* [TASK DESCRIPTION]:
Arrange the lines, from the one containing "house roof, given" through the final line, as a JSON list of strings with one string per line and blank lines left out.
--- start EXTRACTED INFORMATION ---
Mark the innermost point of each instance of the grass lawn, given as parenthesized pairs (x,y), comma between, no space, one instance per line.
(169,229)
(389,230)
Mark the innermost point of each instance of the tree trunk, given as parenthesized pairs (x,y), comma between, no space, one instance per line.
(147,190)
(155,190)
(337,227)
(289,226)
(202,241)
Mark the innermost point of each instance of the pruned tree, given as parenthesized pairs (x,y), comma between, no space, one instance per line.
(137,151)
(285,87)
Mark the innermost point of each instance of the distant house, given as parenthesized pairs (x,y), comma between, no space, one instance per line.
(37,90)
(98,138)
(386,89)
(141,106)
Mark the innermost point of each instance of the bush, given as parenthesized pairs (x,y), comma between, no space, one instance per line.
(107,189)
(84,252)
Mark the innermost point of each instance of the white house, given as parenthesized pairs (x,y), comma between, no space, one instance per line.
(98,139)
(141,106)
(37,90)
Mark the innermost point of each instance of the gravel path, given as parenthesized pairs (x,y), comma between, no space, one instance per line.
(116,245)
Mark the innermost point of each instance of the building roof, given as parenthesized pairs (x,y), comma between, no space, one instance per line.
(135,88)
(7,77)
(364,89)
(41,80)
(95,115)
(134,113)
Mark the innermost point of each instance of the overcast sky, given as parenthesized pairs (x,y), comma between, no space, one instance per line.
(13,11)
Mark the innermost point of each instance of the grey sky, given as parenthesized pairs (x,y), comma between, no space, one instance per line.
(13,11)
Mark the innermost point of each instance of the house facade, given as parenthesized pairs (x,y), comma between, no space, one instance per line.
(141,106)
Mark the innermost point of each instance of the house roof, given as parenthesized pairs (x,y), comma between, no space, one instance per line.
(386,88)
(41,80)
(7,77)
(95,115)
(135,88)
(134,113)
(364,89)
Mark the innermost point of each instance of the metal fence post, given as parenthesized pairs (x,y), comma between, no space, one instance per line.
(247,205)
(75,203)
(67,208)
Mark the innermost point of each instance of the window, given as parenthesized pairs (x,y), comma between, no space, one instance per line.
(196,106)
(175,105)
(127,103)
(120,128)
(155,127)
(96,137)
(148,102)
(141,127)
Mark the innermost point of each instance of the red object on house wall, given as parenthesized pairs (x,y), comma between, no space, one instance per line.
--- end EXTRACTED INFORMATION ---
* [SOLUTION]:
[
  "Mark the innermost point of each instance of the house roof, given as parenthesized pairs (x,y), comma between, no space, one instance per line.",
  "(386,88)",
  "(41,80)",
  "(7,77)",
  "(95,115)",
  "(135,88)",
  "(134,113)",
  "(364,89)",
  "Mark the innermost point of each instance of the metal fence post, given as parenthesized pairs (x,y), comma between, no space, one instance per line.",
  "(247,205)",
  "(75,203)",
  "(67,208)",
  "Mark the innermost point of each instance of the window, given as parenthesized pairs (x,y), comma between, no space, one instance per line.",
  "(196,106)",
  "(175,105)",
  "(127,103)",
  "(120,128)",
  "(155,127)",
  "(96,137)",
  "(148,102)",
  "(141,127)",
  "Mark the innermost point of each instance of the red object on house wall, given as parenthesized pairs (x,y), comma between, no space, one instance per line."
]